> [Action item]
Below are some records. Set each one down exactly as it reads.

(Point-per-instance localization data)
⁂

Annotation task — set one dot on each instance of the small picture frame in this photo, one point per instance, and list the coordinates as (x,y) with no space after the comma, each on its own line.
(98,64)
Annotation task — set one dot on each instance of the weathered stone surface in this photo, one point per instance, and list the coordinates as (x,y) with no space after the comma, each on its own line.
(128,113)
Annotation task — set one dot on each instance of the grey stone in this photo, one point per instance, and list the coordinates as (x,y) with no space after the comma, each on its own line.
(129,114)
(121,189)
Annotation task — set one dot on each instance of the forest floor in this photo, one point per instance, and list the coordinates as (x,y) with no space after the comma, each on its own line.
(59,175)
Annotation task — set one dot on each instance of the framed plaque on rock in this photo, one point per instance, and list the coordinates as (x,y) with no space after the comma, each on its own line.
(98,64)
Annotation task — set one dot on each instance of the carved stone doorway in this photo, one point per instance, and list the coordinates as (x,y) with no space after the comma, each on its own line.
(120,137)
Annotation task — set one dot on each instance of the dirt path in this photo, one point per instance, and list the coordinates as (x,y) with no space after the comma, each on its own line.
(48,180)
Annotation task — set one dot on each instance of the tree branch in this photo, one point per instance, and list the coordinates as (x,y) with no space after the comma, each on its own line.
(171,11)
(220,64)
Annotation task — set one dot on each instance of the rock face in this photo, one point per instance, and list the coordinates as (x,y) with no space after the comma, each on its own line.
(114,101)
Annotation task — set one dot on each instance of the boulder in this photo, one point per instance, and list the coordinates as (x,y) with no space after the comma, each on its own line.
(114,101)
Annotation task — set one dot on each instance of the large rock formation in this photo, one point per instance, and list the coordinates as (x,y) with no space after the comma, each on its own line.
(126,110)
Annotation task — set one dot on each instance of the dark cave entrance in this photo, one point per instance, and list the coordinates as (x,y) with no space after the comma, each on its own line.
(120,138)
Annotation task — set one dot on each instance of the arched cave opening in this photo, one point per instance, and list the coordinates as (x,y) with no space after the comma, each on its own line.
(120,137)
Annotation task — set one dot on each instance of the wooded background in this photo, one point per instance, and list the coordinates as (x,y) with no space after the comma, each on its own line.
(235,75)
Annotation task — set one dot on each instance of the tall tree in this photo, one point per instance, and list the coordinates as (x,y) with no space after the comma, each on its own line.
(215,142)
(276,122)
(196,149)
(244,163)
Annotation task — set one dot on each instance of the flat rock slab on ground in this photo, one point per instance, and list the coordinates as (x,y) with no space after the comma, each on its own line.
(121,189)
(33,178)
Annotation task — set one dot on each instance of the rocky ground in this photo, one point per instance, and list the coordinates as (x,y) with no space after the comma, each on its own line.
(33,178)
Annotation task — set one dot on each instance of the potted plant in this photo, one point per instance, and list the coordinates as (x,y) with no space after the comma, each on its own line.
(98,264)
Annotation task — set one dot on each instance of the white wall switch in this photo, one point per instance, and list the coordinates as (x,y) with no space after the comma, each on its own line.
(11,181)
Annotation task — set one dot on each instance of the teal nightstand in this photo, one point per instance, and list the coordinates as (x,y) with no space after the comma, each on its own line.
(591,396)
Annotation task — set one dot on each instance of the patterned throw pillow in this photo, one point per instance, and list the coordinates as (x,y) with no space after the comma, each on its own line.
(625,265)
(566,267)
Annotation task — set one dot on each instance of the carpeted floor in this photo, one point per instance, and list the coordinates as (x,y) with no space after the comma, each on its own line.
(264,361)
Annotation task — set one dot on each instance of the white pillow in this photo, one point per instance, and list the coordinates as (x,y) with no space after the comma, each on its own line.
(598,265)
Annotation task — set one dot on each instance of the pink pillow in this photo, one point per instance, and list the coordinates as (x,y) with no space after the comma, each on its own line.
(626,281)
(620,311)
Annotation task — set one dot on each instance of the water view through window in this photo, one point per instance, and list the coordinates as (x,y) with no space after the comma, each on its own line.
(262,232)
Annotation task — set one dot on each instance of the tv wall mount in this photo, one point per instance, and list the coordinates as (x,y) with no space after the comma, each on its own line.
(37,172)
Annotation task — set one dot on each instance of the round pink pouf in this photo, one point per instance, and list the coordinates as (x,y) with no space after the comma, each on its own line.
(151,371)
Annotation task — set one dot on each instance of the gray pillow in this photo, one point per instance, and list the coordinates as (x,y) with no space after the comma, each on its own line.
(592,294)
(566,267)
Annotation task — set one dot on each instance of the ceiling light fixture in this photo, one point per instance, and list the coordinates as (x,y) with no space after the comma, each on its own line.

⁂

> [Solved problem]
Annotation task — set one dot on each instance of the small picture frame in this photo, one point per instance, and list the coordinates as (x,y) with no space after the comma, each on its own line.
(98,64)
Annotation task — set one dot on each instance of the weathered stone surface in this photo, one point per instance, and list the coordinates as (x,y) with no space after the comma, each on its own line.
(128,113)
Annotation task — set one dot on each instance of the grey stone in this photo, one point per instance, and list the coordinates as (x,y) with no space after the comma, each on its own line.
(129,114)
(121,189)
Annotation task — set one dot on each instance of the forest floor in this photo, one point per instance, and list the coordinates as (x,y) with no space after the comma, each on its own line.
(59,175)
Annotation task — set one dot on each instance of the framed plaque on rock in this photo, one point per instance, and list the coordinates as (x,y) with no space after the comma, each on its own line.
(98,64)
Annotation task — set one dot on each instance of the carved stone doorway in this photo, one point per instance, and list the coordinates as (x,y) with no space after the comma, each on its own line.
(120,137)
Annotation task — set one dot on each instance of the dirt path in this photo, one point per instance, and list the coordinates as (x,y) with no space after the comma, each on its own line.
(48,180)
Annotation task — set one dot on each instance of the tree branch in this photo, one point per instance, and list the coordinates as (x,y) with no space after the comma, each on its own line.
(171,11)
(220,64)
Annotation task — set one dot on each instance of the rock face in this photo, one point per instance, and list the coordinates as (x,y) with no space after the comma, each on its own line.
(114,101)
Annotation task — set one dot on each instance of the boulder in this photo, one point per instance, and list the coordinates as (x,y) with no space after the comma, each on its own line.
(114,101)
Annotation task — set one dot on each instance of the large rock formation in this photo, one point per instance, and list the coordinates as (x,y) with no space after the comma, each on its own line.
(126,110)
Annotation task — set one dot on each instance of the dark cave entrance in this photo, one point per instance, and list the coordinates as (x,y) with no space after the comma, each on its own line.
(120,138)
Annotation task — set one dot on each instance of the arched cave opening in this photo, one point per instance, and list the coordinates as (x,y) with no space after the comma, each on its own line.
(120,137)
Annotation task — set one dot on each instance of the wooded background in this photo, one point per instance, and list the coordinates as (x,y) with no space after the comma, each on its own line.
(235,75)
Annotation task — set one dot on each instance of the tall tree in this photo, one point per instance, and list the coordinates as (x,y) with no space after the comma, each on its own line.
(215,142)
(276,122)
(196,149)
(244,163)
Annotation task — set one dot on each instance of the flat rock slab on ground in this photo, one point per instance, and list the coordinates as (x,y) with no space after the comma, each on its own line.
(121,189)
(33,178)
Annotation task — set one dot on each instance of the rocky ground in this photo, one point per instance, and list the coordinates as (x,y) with no space after the comma, each on its own line.
(33,178)
Annotation task — set one dot on each instance of the potted plant in this photo, one point per instance, and list the coordinates as (x,y) with no space after the comma, each on its own line.
(98,264)
Annotation task — set one dot on each instance of the white wall switch in this photo, one point per instance, and list the coordinates as (x,y) with no space after the comma, each on its own line.
(11,181)
Annotation task — set one dot on each instance of the teal nightstand in this photo, one point per instance, and list the coordinates as (x,y) with no space after the comma, each on its own line.
(591,396)
Annotation task — set one dot on each instance of the patterned throw pillow in this photo, one point per instance, and list the coordinates as (x,y) with no space after the comma, each on its own line.
(625,265)
(566,267)
Annotation task — set one dot on each instance of the carpeted floor in this photo, one point per instance, and list the coordinates as (x,y) with no space after the comma, each on its own line.
(264,361)
Annotation task — set one dot on each instance of the white pillow in this photo, one point per instance, and list the coordinates as (x,y) with no space after the comma, each on its own line.
(598,265)
Annotation task — set one dot on each instance of the pink pillow in this photo, one point per instance, and list the coordinates as (x,y) with no space after the comma, each on its own line.
(626,281)
(620,311)
Annotation task — set one dot on each instance of the water view through window in this photo, one point per instance, and list the coordinates as (x,y) with no space after the comma, each on its own line.
(262,232)
Annotation task — set one dot on each instance of the tv wall mount in this photo, one point per instance, and list the coordinates as (x,y) with no space after the comma, each on its own line.
(37,172)
Annotation task — set one dot on each instance of the round pink pouf in this photo, one point per instance, and list the coordinates as (x,y) with no space after the comma, each on its own line.
(151,371)
Annotation task — set one dot on each instance of the gray pillow in this photo, one point per instance, and list the coordinates as (x,y) with no space after the comma, each on its own line.
(592,294)
(566,267)
Annotation task — set one dot on each instance of the ceiling light fixture in this photo, one point per instance, and list the coordinates as (x,y) with no space after the comma, each on its own line.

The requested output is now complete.